Check each line of the material. Copy those containing "below".

* * * * *

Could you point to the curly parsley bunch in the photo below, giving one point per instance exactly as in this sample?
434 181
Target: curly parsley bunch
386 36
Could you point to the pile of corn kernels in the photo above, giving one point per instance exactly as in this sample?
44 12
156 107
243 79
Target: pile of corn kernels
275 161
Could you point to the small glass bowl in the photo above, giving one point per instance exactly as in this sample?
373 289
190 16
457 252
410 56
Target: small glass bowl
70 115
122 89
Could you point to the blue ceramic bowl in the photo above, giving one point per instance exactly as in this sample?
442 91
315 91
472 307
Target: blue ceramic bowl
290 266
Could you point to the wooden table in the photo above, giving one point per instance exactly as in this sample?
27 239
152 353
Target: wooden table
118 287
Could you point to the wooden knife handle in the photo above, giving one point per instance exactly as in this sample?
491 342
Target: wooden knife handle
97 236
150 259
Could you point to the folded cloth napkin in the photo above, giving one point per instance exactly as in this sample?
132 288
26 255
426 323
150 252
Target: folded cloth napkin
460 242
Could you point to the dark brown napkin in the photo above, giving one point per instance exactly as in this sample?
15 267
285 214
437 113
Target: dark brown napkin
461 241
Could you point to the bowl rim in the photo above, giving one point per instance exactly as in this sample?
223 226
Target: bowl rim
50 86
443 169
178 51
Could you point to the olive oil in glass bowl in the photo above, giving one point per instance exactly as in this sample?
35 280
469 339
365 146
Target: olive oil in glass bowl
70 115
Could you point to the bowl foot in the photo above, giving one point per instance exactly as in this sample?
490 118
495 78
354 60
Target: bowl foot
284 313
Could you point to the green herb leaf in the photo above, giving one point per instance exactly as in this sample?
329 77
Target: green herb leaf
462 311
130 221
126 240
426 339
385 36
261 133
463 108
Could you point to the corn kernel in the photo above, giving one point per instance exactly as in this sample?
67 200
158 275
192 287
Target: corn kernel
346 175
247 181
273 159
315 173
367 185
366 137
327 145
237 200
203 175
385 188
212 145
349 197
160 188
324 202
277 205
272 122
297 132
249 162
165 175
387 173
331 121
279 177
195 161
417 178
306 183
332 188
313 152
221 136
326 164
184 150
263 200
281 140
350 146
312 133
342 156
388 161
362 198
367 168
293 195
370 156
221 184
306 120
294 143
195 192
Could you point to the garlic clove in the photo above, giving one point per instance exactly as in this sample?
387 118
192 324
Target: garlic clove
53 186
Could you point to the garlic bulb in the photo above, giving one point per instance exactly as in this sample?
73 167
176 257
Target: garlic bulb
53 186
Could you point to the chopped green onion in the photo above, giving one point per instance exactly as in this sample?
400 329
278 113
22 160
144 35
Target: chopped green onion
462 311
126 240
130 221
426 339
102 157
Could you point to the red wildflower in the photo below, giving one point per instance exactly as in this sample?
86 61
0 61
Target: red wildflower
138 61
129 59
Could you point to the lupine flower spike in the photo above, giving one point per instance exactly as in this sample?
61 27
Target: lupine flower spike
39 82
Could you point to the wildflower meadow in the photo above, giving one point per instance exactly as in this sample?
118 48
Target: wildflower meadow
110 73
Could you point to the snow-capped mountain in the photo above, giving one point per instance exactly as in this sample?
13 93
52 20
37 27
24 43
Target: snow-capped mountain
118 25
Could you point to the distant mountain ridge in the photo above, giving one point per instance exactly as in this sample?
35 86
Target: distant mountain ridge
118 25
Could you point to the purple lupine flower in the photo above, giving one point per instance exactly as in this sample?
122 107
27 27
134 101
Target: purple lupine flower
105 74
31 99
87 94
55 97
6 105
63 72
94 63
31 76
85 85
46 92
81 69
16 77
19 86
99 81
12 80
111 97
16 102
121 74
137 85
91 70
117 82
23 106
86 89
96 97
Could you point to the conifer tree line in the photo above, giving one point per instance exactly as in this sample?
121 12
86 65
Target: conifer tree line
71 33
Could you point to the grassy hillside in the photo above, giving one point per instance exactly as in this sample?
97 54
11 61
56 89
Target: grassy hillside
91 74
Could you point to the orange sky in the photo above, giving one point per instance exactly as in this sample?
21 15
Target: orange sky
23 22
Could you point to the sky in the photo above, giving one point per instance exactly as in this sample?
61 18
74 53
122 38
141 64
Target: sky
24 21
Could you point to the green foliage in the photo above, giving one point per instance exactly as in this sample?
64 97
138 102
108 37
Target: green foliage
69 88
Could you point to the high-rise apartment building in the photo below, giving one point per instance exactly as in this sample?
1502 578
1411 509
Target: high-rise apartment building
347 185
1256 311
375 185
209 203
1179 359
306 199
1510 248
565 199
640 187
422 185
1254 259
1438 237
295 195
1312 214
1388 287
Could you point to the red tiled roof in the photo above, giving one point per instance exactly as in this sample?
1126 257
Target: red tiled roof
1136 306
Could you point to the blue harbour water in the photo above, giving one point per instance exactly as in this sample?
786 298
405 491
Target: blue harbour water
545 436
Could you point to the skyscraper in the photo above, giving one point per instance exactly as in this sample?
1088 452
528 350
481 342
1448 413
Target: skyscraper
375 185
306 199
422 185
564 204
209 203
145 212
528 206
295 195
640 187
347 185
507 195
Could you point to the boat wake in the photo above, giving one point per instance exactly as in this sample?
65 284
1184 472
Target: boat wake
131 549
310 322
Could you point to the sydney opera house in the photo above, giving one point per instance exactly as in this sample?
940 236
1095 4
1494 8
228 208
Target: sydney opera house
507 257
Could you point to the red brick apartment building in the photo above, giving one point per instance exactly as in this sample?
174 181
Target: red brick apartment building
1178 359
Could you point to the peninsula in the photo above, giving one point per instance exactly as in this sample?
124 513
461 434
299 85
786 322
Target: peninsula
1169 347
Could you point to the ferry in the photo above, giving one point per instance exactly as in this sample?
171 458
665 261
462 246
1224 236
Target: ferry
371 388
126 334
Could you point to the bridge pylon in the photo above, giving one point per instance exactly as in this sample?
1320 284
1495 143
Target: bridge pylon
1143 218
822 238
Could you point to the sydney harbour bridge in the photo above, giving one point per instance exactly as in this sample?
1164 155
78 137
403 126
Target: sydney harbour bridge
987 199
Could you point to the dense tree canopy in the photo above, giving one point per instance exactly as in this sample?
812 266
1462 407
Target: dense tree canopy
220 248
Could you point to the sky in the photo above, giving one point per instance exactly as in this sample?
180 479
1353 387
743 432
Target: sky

* * * * *

| Response area |
Could you point to the curly parsley bunch in the photo below, giving one point per instance exactly as in this sample?
Could you point to the red wildflower in the photo below, giving one point per instance exactly as in this sample?
Could you point to the high-rise apartment building in the photo below, giving one point per instance exactly as in this sample?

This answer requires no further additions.